***** Data to process

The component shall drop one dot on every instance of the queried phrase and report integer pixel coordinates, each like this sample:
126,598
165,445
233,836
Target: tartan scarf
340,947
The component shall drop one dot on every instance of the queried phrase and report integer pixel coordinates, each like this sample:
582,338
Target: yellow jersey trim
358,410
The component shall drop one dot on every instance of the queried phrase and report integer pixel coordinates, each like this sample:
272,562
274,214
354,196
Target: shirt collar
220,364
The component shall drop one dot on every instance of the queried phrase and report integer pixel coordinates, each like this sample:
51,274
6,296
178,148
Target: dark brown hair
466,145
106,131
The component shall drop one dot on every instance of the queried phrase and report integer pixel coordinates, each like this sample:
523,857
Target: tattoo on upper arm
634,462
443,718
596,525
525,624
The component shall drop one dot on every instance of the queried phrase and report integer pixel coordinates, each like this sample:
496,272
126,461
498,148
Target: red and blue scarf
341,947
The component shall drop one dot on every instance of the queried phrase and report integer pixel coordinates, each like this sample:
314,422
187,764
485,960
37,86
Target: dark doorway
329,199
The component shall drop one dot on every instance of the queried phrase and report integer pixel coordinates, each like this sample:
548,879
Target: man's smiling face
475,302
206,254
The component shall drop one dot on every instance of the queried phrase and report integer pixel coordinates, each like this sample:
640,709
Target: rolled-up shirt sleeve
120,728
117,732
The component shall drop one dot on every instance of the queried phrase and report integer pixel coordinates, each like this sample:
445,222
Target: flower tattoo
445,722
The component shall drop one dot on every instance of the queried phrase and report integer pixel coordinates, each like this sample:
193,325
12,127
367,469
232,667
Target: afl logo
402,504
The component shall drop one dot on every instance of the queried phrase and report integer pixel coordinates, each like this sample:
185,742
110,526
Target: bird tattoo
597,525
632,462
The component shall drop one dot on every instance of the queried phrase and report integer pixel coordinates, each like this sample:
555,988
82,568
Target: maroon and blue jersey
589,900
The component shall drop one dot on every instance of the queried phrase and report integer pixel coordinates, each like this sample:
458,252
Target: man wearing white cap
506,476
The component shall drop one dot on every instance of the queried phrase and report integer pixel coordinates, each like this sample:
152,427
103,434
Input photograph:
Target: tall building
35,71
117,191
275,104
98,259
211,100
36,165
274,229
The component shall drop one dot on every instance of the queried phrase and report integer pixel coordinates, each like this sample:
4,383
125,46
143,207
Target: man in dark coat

**********

Required work - Every record, word for word, must be returned.

Exercise output -
The component shall drop one dot on every instance of the queried phrase and report integer pixel coordinates, each like this sample:
126,598
165,445
233,836
Target: tartan scarf
340,947
The component shall drop one dot on every instance of the queried phrase and report integer pixel coordinates, each like this sample:
582,338
Target: yellow jersey trim
358,410
The component shall drop one dot on every instance of the queried phrase and report integer pixel coordinates, each like this sample:
272,562
274,214
354,196
Target: shirt collar
220,364
The component shall drop one dot on every instance of the queried phrase and report integer pixel coordinates, each like this sample:
51,274
6,296
178,148
Target: dark brown hair
466,145
106,131
The component shall drop one dot on every instance of the queried phrase and report integer pixel coordinates, each like this sample:
523,857
Target: tattoo on upper arm
634,462
443,718
596,525
525,624
The component shall drop one dot on every instance of the queried phrase and report integer pixel coordinates, each like this sample:
496,272
126,461
498,148
Target: red and blue scarf
341,947
The component shall drop one dot on every instance of the queried phrase and report integer pixel coordinates, each like this sample:
314,422
187,764
485,960
37,86
Target: dark doorway
329,199
The component shall drop one dot on every instance of the queried phrase and report integer pixel coordinates, each like this sample:
548,879
Target: man's smiling face
475,302
206,254
The component shall drop one dot on every instance of the queried phrase and report integer pixel coordinates, each like this sample:
640,709
Target: rolled-up shirt sleeve
120,728
117,732
The component shall drop one dot on every instance of the queried phrase and report integer pixel coordinates, each like this sample:
445,222
Target: flower tattoo
445,722
The component shall drop one dot on every instance of the queried phrase and report integer pixel coordinates, each like this sample:
193,325
12,127
367,469
232,667
Target: afl logo
402,504
The component shall drop one dot on every instance of the queried phrase and report integer pixel coordinates, each like this sample:
185,742
110,526
Target: bird tattoo
597,525
632,462
The component shall drop one dot on every instance of the queried phrase and report integer pixel coordinates, each like this sample:
555,988
82,568
Target: maroon and blue jersey
589,900
The component shall drop one dot on every instance of the queried phrase and report integer pixel coordinates, each like this sample:
458,252
Target: man wearing white cap
506,476
The component shall drop one dot on every instance of the queried phrase and report integer pixel coordinates, each like this sample:
152,427
103,434
Input photograph:
Target: tall building
35,71
117,191
275,104
98,259
211,100
36,165
274,229
The component shall drop one dot on every instance of the queried phrase and report integer pixel coordinates, each like this sample:
4,383
125,46
143,207
Target: man in dark coat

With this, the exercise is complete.